**EXERCISE BRIEF**
An exact, complete copy of the lines below is the expected answer.
══ SUPPLIED MATERIAL ══
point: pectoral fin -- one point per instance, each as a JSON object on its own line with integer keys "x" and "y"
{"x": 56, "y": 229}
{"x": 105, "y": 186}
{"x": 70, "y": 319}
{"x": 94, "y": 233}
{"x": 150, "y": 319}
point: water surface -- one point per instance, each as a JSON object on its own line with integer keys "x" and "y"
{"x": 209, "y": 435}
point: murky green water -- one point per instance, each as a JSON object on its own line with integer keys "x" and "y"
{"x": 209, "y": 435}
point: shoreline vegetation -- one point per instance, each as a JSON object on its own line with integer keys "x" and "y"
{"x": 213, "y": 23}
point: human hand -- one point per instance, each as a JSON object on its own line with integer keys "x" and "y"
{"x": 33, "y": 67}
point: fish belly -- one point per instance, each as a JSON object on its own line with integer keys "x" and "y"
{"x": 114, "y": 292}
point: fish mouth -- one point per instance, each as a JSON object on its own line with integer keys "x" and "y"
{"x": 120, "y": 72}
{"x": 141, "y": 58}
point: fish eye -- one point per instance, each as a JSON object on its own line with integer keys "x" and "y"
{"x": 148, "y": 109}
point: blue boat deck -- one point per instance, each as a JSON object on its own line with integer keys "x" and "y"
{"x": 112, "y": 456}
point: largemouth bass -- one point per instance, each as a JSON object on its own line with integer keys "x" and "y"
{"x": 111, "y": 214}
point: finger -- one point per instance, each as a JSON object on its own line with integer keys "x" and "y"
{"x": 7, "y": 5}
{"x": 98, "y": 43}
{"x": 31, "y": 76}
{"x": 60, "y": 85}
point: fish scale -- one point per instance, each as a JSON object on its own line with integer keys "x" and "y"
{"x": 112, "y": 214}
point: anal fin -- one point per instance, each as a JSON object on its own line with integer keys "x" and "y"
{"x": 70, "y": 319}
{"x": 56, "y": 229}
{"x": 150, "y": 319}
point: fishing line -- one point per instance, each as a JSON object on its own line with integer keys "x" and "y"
═══
**SOLUTION FOR THIS EXERCISE**
point: pectoral fin -- one point per instance, each as a JSON object on its own line with integer keys "x" and "y"
{"x": 56, "y": 229}
{"x": 105, "y": 186}
{"x": 70, "y": 319}
{"x": 94, "y": 233}
{"x": 150, "y": 319}
point: water surface -- one point per instance, each as a JSON object on its own line with integer keys "x" and "y"
{"x": 209, "y": 435}
point: murky green water -- one point per instance, each as a JSON object on its own line with integer keys "x" and "y"
{"x": 209, "y": 435}
point: shoreline vegetation -- one point per instance, each as a JSON object on its own line with integer keys "x" and "y"
{"x": 213, "y": 23}
point: human hand -- one point per instance, each as a JSON object on its own line with integer keys "x" and "y"
{"x": 33, "y": 67}
point: fish belly -- one point per instance, each as a JSON object on its own line with integer keys "x" and "y"
{"x": 114, "y": 292}
point: fish mouth -- one point per instance, each as a JSON object on its own line with integer keys "x" and "y"
{"x": 120, "y": 72}
{"x": 141, "y": 58}
point: fish eye -- one point per instance, each as a JSON object on its own line with integer keys "x" and "y"
{"x": 148, "y": 109}
point: blue boat deck -- one point per instance, each as a JSON object on its own line with integer keys "x" and "y"
{"x": 112, "y": 456}
point: largemouth bass -- one point per instance, each as a JSON object on its own line with integer keys "x" and "y"
{"x": 111, "y": 214}
point: finger -- one point per instance, each as a JSON object on its own line with integer keys "x" and "y"
{"x": 7, "y": 5}
{"x": 98, "y": 43}
{"x": 31, "y": 76}
{"x": 60, "y": 85}
point: fish scale -- one point per instance, each as a JSON object on its own line with integer keys "x" and "y"
{"x": 112, "y": 214}
point: anal fin -- one point per instance, each as a JSON object on its own line with integer keys "x" and "y"
{"x": 70, "y": 319}
{"x": 56, "y": 229}
{"x": 150, "y": 319}
point: fishing line -- one point per instance, each as a JSON object on its own line with integer keys "x" and "y"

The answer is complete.